Stored data entries

-- -- --

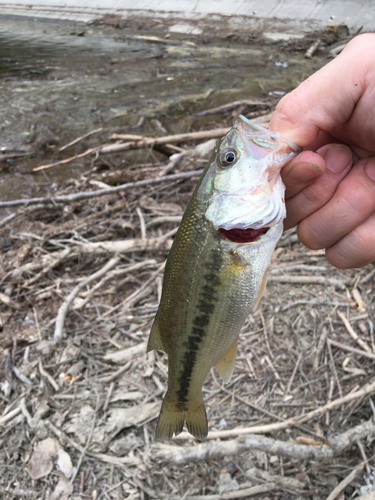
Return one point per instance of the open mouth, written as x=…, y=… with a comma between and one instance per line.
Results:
x=243, y=235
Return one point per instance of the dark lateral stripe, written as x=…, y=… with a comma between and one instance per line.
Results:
x=208, y=296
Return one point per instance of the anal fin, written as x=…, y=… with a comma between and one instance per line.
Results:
x=225, y=365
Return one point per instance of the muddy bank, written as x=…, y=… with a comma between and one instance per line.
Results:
x=59, y=81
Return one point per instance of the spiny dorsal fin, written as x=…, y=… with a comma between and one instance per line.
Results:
x=155, y=340
x=225, y=365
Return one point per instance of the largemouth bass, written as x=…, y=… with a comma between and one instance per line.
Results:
x=215, y=272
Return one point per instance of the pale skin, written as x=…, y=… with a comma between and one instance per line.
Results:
x=330, y=191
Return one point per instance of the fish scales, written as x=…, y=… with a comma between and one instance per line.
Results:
x=215, y=272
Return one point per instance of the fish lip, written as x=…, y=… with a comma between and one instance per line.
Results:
x=244, y=236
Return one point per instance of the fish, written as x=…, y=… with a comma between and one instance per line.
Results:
x=216, y=269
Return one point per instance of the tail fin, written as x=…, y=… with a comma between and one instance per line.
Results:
x=171, y=419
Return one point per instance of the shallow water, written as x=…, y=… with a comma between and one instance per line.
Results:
x=60, y=80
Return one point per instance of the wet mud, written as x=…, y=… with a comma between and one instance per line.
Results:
x=60, y=80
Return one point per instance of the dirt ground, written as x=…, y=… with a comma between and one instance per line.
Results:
x=80, y=283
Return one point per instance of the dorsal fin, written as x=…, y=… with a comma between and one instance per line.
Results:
x=155, y=340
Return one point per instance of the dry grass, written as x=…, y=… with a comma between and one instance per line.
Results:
x=96, y=394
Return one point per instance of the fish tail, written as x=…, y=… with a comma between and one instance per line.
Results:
x=172, y=418
x=196, y=419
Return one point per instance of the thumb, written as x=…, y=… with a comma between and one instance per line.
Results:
x=326, y=99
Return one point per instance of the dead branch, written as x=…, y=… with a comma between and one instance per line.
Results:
x=75, y=141
x=120, y=357
x=345, y=482
x=98, y=248
x=9, y=302
x=137, y=142
x=313, y=280
x=234, y=105
x=116, y=273
x=290, y=422
x=84, y=195
x=142, y=142
x=206, y=451
x=63, y=310
x=242, y=493
x=345, y=347
x=352, y=333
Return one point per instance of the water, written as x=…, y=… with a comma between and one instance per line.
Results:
x=60, y=80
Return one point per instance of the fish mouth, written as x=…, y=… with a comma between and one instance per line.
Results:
x=249, y=235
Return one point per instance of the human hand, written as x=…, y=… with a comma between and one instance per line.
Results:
x=331, y=185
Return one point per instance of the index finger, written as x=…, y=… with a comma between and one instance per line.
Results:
x=326, y=99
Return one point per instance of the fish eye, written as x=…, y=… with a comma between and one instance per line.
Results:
x=227, y=157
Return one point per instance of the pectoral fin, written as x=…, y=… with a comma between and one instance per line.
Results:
x=155, y=340
x=225, y=365
x=261, y=291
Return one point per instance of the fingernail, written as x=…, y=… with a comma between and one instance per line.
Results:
x=370, y=168
x=337, y=158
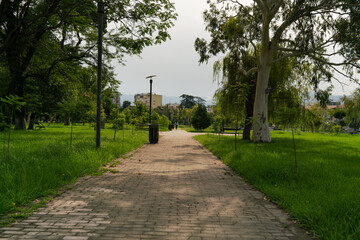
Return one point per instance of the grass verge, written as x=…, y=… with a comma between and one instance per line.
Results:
x=323, y=194
x=42, y=161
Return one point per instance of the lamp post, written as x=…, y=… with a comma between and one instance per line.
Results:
x=150, y=77
x=99, y=73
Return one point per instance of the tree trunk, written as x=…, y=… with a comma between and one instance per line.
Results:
x=20, y=123
x=261, y=131
x=16, y=86
x=51, y=119
x=249, y=105
x=67, y=121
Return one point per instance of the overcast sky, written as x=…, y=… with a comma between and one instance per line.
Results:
x=175, y=62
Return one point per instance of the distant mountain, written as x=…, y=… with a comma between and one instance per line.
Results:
x=166, y=99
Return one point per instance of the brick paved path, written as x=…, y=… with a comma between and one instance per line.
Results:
x=172, y=190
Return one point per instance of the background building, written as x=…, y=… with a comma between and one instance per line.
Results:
x=145, y=99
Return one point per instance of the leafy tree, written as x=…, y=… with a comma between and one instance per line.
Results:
x=201, y=118
x=315, y=116
x=68, y=29
x=188, y=101
x=352, y=109
x=14, y=103
x=125, y=105
x=292, y=29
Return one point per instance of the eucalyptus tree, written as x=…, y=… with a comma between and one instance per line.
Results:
x=235, y=97
x=66, y=29
x=313, y=31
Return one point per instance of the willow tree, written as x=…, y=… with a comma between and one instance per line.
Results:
x=68, y=28
x=323, y=33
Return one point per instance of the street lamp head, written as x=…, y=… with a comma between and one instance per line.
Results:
x=150, y=76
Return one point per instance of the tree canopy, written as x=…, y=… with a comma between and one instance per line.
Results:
x=317, y=33
x=45, y=40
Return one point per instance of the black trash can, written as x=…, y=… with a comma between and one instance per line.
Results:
x=153, y=133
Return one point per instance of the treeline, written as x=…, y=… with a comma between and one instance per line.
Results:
x=48, y=54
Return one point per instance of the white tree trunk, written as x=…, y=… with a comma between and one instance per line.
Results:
x=261, y=131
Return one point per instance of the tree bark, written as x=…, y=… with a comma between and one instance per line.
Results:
x=20, y=123
x=67, y=121
x=261, y=131
x=249, y=105
x=31, y=122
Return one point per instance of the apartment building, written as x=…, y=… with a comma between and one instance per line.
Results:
x=145, y=99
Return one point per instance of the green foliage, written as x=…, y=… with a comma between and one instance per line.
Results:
x=322, y=195
x=188, y=101
x=125, y=105
x=352, y=109
x=217, y=122
x=335, y=129
x=201, y=118
x=338, y=113
x=119, y=121
x=2, y=121
x=42, y=161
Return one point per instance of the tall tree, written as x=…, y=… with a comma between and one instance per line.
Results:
x=304, y=29
x=352, y=109
x=69, y=26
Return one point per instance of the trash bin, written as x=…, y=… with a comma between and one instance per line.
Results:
x=153, y=133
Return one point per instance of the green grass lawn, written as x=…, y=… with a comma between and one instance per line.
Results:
x=323, y=194
x=41, y=161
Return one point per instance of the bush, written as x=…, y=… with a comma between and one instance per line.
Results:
x=201, y=118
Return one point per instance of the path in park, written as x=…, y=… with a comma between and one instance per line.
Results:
x=172, y=190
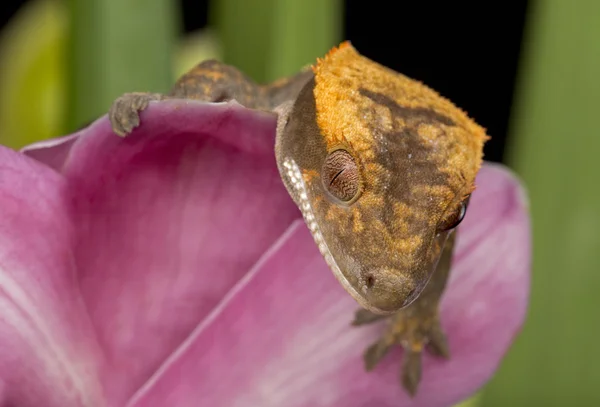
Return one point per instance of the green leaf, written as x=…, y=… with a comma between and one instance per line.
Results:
x=117, y=46
x=269, y=39
x=555, y=146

-- -- --

[What is expected] Across the entries above, work out how many lines hold "dorsal". The answer is that number alone.

[Answer for the task] 2